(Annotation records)
** begin **

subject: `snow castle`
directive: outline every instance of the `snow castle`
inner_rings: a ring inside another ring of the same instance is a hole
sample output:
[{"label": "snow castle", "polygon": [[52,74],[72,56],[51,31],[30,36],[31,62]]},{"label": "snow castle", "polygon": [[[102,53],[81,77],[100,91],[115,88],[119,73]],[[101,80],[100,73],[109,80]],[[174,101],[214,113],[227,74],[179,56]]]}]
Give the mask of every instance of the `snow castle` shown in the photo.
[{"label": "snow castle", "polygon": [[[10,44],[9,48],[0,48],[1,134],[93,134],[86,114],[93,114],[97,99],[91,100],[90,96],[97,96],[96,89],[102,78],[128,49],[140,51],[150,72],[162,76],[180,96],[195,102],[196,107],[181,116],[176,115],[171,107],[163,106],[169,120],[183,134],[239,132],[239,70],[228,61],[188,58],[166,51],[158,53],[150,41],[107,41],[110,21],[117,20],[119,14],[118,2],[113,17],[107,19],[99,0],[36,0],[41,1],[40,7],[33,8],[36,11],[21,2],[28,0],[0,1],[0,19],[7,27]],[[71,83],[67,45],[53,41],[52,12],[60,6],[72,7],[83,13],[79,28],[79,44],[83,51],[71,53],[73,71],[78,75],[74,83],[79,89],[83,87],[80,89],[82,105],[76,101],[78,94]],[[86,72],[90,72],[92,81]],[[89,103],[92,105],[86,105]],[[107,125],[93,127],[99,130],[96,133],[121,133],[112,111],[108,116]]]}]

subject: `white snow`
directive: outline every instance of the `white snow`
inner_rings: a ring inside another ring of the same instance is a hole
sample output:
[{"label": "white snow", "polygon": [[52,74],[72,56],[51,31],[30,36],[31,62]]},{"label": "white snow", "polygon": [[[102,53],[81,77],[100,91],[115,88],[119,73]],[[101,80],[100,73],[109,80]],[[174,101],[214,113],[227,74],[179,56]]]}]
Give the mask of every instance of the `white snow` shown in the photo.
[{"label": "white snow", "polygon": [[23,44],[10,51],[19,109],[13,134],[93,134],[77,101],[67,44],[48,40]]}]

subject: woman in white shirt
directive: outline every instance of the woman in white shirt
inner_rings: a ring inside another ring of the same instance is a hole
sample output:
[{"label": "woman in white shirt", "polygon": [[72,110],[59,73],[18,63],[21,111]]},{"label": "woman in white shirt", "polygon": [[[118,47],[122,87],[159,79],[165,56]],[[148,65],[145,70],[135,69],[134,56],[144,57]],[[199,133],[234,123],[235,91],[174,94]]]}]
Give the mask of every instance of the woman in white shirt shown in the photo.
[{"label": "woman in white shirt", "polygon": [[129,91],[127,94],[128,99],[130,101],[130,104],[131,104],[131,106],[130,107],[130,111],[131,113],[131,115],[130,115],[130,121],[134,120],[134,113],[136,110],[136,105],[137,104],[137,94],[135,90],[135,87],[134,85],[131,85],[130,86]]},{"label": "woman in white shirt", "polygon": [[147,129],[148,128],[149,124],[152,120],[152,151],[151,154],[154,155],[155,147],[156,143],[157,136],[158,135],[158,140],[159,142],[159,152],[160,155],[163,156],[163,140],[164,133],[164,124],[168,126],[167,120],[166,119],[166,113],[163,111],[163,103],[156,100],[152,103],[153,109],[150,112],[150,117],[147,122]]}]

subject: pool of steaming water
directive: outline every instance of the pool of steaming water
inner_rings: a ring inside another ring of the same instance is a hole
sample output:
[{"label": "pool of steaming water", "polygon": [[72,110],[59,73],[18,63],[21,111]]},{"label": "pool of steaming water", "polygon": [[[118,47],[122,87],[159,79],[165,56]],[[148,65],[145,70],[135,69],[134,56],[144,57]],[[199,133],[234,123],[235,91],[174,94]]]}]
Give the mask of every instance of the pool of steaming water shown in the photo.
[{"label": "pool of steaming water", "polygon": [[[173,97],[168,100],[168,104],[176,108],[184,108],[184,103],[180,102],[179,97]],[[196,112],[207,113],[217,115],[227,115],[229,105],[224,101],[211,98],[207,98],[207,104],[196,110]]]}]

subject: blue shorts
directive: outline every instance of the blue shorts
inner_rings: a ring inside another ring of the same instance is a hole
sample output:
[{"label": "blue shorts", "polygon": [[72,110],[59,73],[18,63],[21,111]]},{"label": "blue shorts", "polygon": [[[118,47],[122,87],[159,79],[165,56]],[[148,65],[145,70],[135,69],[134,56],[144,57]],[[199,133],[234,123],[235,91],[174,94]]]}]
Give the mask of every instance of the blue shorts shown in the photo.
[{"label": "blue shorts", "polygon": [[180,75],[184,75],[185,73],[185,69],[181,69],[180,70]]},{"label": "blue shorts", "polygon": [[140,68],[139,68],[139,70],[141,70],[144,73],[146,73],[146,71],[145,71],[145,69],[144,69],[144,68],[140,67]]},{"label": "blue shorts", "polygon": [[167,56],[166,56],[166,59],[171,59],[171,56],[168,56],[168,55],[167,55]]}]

** end **

§ **Given problem**: Please give the entries above as a JSON list of strings, with one string per line and blank lines left out.

§ **Complete output**:
[
  "subject: `snow castle`",
  "directive: outline every instance of the `snow castle`",
  "inner_rings: a ring inside another ring of the same instance is a hole",
  "sample output:",
  "[{\"label\": \"snow castle\", \"polygon\": [[52,74],[72,56],[51,31],[30,36],[31,62]]},{\"label\": \"snow castle\", \"polygon\": [[[102,53],[81,77],[100,91],[115,88],[119,73]],[[101,80],[100,73],[109,80]],[[174,101],[214,113],[227,74],[179,56]]]}]",
  "Give the mask of every instance of the `snow castle` shown in the photo.",
  "[{\"label\": \"snow castle\", \"polygon\": [[[10,44],[9,48],[0,48],[1,134],[93,134],[86,114],[93,114],[97,99],[91,100],[90,96],[97,96],[96,89],[102,78],[128,49],[140,51],[150,72],[162,76],[180,96],[195,102],[196,107],[181,116],[176,115],[171,107],[163,106],[169,120],[183,134],[239,132],[239,70],[228,61],[188,58],[166,51],[158,53],[150,41],[107,41],[110,21],[117,20],[119,14],[118,2],[113,17],[107,19],[99,0],[36,0],[41,1],[40,7],[33,8],[36,11],[21,2],[28,0],[0,1],[0,19],[7,27]],[[71,83],[67,45],[53,41],[52,12],[60,6],[72,7],[83,13],[79,28],[79,44],[83,51],[71,53],[73,71],[78,75],[74,83],[79,89],[83,87],[80,89],[82,105],[76,101],[78,94]],[[86,72],[90,72],[92,81]],[[89,103],[92,105],[86,105]],[[107,125],[93,127],[99,130],[96,133],[121,133],[112,111],[108,116]]]}]",
  "subject: `white snow`",
  "directive: outline every instance of the `white snow`",
  "inner_rings: a ring inside another ring of the same instance is a hole",
  "sample output:",
  "[{\"label\": \"white snow\", \"polygon\": [[52,74],[72,56],[51,31],[30,36],[31,62]]},{\"label\": \"white snow\", \"polygon\": [[[102,53],[81,77],[100,91],[115,88],[119,73]],[[101,80],[100,73],[109,80]],[[174,101],[214,113],[227,74],[179,56]]]}]",
  "Give the mask of every instance of the `white snow` shown in the photo.",
  "[{\"label\": \"white snow\", \"polygon\": [[23,44],[10,51],[19,109],[13,134],[93,134],[77,101],[67,44],[48,40]]}]",
  "subject: woman in white shirt",
  "directive: outline every instance of the woman in white shirt",
  "inner_rings: a ring inside another ring of the same instance is a hole",
  "sample output:",
  "[{\"label\": \"woman in white shirt\", \"polygon\": [[72,110],[59,73],[18,63],[21,111]]},{\"label\": \"woman in white shirt\", \"polygon\": [[[118,47],[122,87],[159,79],[165,56]],[[148,65],[145,70],[135,69],[134,56],[144,57]],[[199,133],[234,123],[235,91],[174,94]]]}]",
  "Give the mask of every instance of the woman in white shirt shown in the photo.",
  "[{\"label\": \"woman in white shirt\", \"polygon\": [[129,91],[127,94],[128,99],[130,101],[130,104],[131,104],[131,106],[130,107],[130,111],[131,113],[131,115],[130,115],[130,121],[134,120],[134,113],[136,110],[136,105],[137,104],[137,94],[135,90],[135,87],[134,85],[131,85],[130,86]]},{\"label\": \"woman in white shirt\", \"polygon\": [[147,129],[148,128],[149,124],[152,120],[152,151],[151,154],[154,155],[155,147],[156,143],[157,136],[158,135],[158,140],[159,142],[159,152],[160,155],[163,156],[163,140],[164,133],[164,124],[168,126],[167,120],[166,119],[166,113],[163,111],[163,103],[156,100],[152,103],[153,109],[150,112],[150,117],[147,122]]}]",
  "subject: pool of steaming water",
  "directive: outline every instance of the pool of steaming water",
  "inner_rings: a ring inside another ring of the same instance is a hole",
  "sample output:",
  "[{\"label\": \"pool of steaming water\", \"polygon\": [[72,110],[59,73],[18,63],[21,111]]},{\"label\": \"pool of steaming water\", \"polygon\": [[[118,47],[122,87],[159,79],[165,56]],[[148,65],[145,70],[135,69],[134,56],[144,57]],[[199,133],[234,123],[235,91],[174,94]]]}]",
  "Give the mask of every instance of the pool of steaming water shown in the photo.",
  "[{\"label\": \"pool of steaming water\", \"polygon\": [[[173,97],[168,100],[168,104],[176,108],[184,108],[184,103],[180,102],[179,97]],[[196,112],[207,113],[217,115],[227,115],[229,105],[224,101],[211,98],[207,98],[207,104],[196,110]]]}]",
  "subject: blue shorts",
  "directive: outline every instance of the blue shorts",
  "inner_rings: a ring inside another ring of the same instance is a hole",
  "sample output:",
  "[{\"label\": \"blue shorts\", \"polygon\": [[72,110],[59,73],[18,63],[21,111]]},{\"label\": \"blue shorts\", \"polygon\": [[[118,47],[122,87],[159,79],[165,56]],[[148,65],[145,70],[135,69],[134,56],[144,57]],[[199,133],[234,123],[235,91],[174,94]]]}]",
  "Give the mask of every instance of the blue shorts shown in the photo.",
  "[{\"label\": \"blue shorts\", \"polygon\": [[180,75],[184,75],[185,73],[185,69],[181,69],[180,70]]},{\"label\": \"blue shorts\", \"polygon\": [[140,68],[139,68],[139,70],[141,70],[144,73],[146,73],[146,71],[145,71],[145,69],[144,69],[144,68],[140,67]]},{\"label\": \"blue shorts\", \"polygon\": [[167,56],[166,56],[166,59],[171,59],[171,56],[168,56],[168,55],[167,55]]}]"
]